What needs to be done: Find "Where can you see the table" in the records that follow; print that line and each subsequent line through the last one, verbatim and with nothing added.

Material for this task:

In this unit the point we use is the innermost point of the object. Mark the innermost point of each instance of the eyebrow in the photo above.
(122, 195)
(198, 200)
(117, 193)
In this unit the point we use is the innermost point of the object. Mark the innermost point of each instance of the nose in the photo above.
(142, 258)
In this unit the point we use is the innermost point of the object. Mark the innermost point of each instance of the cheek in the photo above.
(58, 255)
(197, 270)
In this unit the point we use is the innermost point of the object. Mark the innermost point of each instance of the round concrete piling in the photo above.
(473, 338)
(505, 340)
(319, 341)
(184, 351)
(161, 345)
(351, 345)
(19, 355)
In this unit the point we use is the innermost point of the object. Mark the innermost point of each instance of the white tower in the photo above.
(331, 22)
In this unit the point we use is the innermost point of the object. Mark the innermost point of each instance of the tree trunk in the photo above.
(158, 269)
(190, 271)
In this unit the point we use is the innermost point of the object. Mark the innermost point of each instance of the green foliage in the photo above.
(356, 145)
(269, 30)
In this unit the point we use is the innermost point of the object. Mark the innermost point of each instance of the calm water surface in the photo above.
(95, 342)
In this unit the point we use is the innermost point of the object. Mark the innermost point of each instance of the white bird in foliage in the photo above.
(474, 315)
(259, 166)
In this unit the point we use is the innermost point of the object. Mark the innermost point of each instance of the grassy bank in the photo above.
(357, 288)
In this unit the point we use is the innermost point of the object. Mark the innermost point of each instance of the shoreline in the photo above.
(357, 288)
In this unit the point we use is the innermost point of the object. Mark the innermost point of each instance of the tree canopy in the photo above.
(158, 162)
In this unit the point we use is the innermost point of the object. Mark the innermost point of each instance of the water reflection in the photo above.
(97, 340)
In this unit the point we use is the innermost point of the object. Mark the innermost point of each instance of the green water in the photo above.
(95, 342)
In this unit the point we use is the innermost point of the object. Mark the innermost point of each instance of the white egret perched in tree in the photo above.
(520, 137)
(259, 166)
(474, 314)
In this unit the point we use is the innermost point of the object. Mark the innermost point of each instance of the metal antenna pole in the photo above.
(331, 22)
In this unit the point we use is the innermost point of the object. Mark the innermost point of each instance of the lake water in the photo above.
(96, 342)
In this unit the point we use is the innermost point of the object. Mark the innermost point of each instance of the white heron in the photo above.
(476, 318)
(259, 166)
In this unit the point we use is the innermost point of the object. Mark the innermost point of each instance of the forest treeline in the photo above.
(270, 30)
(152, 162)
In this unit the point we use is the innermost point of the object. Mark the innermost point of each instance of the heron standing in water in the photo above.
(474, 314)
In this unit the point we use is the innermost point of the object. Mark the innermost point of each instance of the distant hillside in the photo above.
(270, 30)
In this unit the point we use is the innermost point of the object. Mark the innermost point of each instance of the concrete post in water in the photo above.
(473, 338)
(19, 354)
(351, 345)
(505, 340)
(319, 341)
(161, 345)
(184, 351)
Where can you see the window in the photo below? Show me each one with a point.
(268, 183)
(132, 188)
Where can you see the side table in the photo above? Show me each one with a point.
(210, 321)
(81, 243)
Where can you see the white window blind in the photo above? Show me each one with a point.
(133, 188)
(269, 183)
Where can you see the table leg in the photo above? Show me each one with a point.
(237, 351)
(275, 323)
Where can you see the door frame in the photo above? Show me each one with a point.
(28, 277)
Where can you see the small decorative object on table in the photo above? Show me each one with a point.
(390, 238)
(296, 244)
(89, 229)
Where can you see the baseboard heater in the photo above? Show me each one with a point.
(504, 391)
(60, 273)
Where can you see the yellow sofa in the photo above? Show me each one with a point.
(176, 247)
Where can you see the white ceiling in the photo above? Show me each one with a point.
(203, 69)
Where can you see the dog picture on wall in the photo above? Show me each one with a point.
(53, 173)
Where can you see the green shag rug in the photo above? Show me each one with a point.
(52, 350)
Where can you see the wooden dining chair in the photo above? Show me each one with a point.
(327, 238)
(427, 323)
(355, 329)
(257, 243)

Result of this exercise:
Where can you see the table leg in the photo above? Show me each one with a point.
(237, 351)
(275, 323)
Where can you see the door frame in the photo above? Show me each one with a point.
(28, 277)
Where can you see the small decorative object on table in the photo above? Show me each one with a point.
(390, 238)
(296, 244)
(89, 229)
Where can you see the baseboard heater in the photo above? Show me each one with a point.
(504, 391)
(60, 273)
Where can you see the yellow sofa in the photo above? Show me each one with a point.
(176, 247)
Where can you see the white ceiling in the photo above? Show me each one with a point.
(203, 69)
Where can you see the dog picture on wall in the photo above? Show me each one with a point.
(53, 173)
Where can you see the green shag rug in the photo above? Show me each one with a point.
(52, 350)
Where can you see the wooden dining chair in the photo above? Show me each one with a point.
(327, 238)
(427, 323)
(355, 329)
(257, 243)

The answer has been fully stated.